--- BEGIN SELECTED TEXT ---
First off, to clear up any confusion, you absolutely positively do not need to have read the Wasp books in order to read Firebreak. Anything listed below is just extra layers for deeper meaning to the five of you who’ll actually read all the books and stories that feeds into this monstrosity. I wrote Firebreak as a standalone, and I sold it as a standalone. Specifically I sold it to a publisher that rejected Latchkey on the basis of it being a sequel and would never in a million years have published Firebreak if knowledge of those other books was necessary going into this one. One of the most pleasant surprises over the first two months of its launch is how many of the reviewers who have most vocally loved it also state outright in their review that they’d never read anything else of mine before. So it’s been really nice to see that Firebreak is enjoyable on its own merits. It was a Big Challenge to write a book that was simultaneously extremely deeply interconnected with my past books while also standing 100% on its own.

So why do it? Couple reasons.

I wrote Archivist Wasp as a standalone. No, really. I swear. It’s been hilariously suggested to me–multiple times–that writing Latchkey was “a money grab,” which is adorable. If I was going to write a “money grab,” a sequel to an obscure tiny weird book that hardly anyone had heard of would not be how I’d go about it. (Besides, I loathe when people accuse authors of “money grabs.” You do understand it’s their job, right? And alas we do not have UBI. If they do not “grab” “money” they cannot keep writing books. Is this not clear? It’s hard enough to place value on our own work sometimes without dealing with this. But I digress.)

The real reason why it did not stay a standalone is simple. As soon as I’d turned Wasp in to the publisher, like the instant it was officially out of my hands, I started getting just straight-up ambushed by scenes and bits of dialogue from what I thought was a missed opportunity to add to that book. Soon I realized that what I was looking at was a different book. Same characters. Different book. Okay then. So Latchkey was drafted before AW was released.
--- END SELECTED TEXT ---
--- BEGIN DATA LINES ---
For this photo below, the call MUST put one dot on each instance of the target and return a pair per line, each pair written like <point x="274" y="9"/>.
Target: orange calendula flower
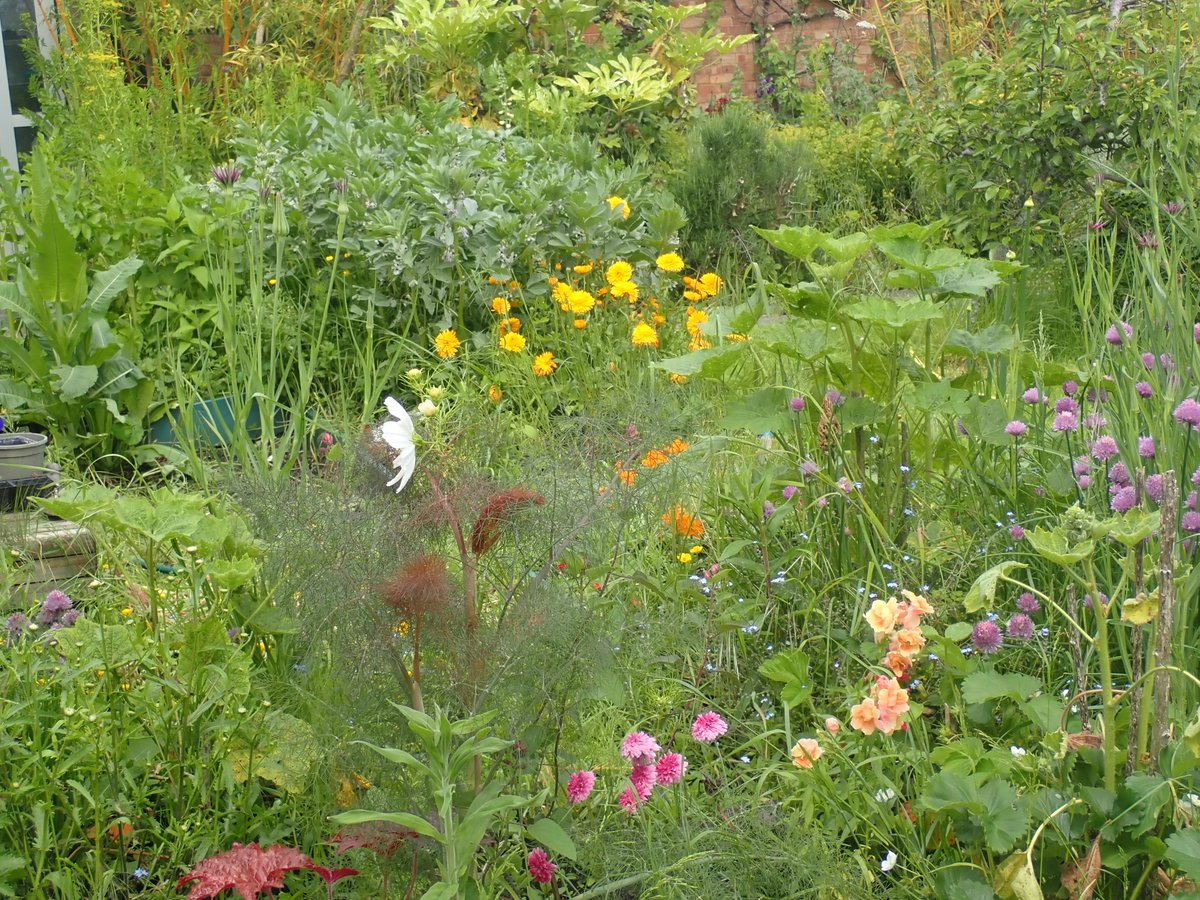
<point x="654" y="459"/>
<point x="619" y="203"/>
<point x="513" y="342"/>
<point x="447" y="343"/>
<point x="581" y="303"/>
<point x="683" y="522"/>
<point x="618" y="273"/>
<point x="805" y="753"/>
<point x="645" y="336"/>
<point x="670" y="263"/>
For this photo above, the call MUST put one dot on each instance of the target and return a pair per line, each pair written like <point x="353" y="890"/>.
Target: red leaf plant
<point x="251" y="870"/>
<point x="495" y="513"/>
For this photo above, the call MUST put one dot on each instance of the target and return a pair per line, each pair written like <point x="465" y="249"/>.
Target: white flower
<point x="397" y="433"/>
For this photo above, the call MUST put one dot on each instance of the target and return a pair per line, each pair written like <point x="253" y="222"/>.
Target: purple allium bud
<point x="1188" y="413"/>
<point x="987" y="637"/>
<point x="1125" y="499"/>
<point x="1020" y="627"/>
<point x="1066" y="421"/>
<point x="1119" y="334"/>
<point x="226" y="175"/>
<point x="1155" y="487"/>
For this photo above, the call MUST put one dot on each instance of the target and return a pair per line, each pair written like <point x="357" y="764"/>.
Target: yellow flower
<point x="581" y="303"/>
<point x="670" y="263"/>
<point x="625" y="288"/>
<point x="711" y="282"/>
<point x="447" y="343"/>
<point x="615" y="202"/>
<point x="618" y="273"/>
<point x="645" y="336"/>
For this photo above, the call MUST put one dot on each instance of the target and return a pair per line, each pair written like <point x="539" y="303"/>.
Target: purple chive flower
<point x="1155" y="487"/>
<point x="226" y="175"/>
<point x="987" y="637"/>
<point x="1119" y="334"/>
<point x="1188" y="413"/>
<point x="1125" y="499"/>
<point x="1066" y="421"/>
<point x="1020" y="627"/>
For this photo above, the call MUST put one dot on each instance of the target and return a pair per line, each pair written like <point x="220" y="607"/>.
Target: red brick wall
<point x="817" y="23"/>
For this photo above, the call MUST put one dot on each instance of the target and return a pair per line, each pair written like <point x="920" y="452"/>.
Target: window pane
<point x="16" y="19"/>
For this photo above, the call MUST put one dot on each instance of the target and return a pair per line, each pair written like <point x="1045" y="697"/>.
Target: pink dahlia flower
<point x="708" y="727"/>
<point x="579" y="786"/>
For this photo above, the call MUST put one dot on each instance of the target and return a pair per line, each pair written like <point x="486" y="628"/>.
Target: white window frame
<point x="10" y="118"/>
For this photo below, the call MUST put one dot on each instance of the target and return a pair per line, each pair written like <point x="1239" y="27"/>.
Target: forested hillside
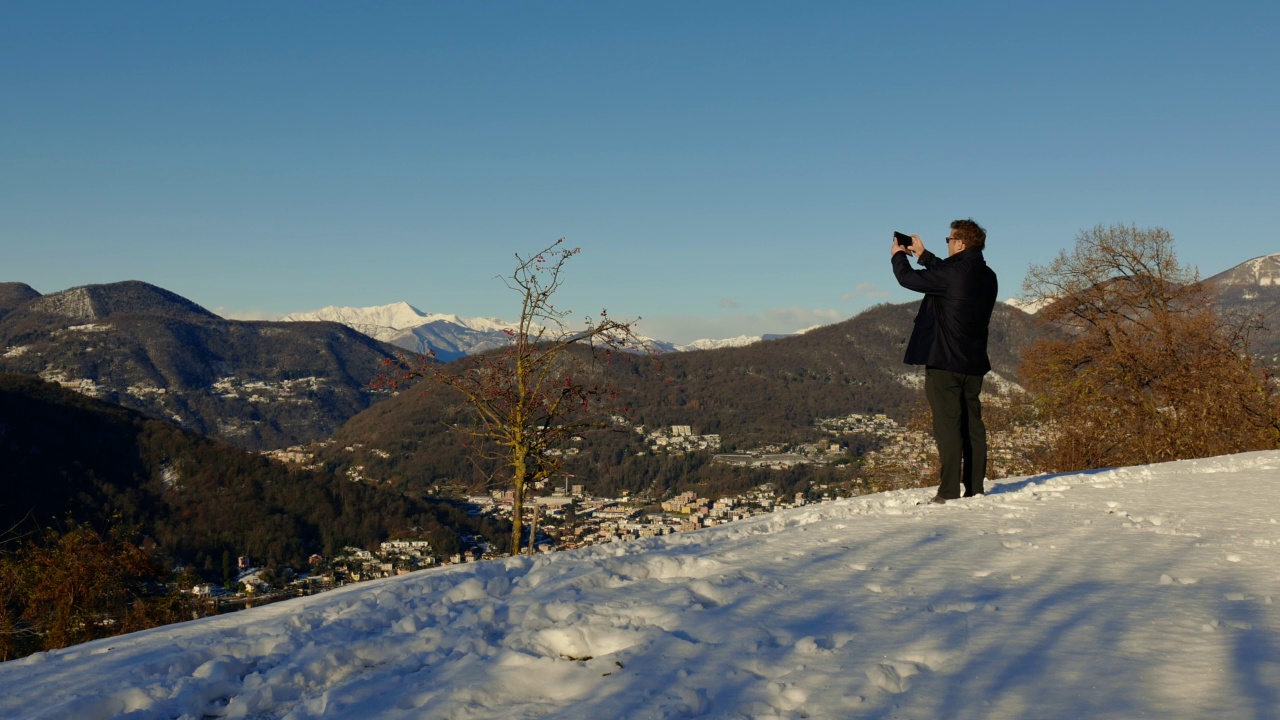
--- END DATA LINES ---
* **PROBLEM 1**
According to the Firebreak text, was Latchkey drafted before or after Archivist Wasp was released?
* **PROBLEM 2**
Revise the Firebreak text between "The real reason" and "AW was released.", inclusive, changing "ambushed" to "flooded".

* **TASK RESPONSE 1**
Latchkey was drafted before Archivist Wasp was released.

* **TASK RESPONSE 2**
The real reason why it did not stay a standalone is simple. As soon as I’d turned Wasp in to the publisher, like the instant it was officially out of my hands, I started getting just straight-up flooded by scenes and bits of dialogue from what I thought was a missed opportunity to add to that book. Soon I realized that what I was looking at was a different book. Same characters. Different book. Okay then. So Latchkey was drafted before AW was released.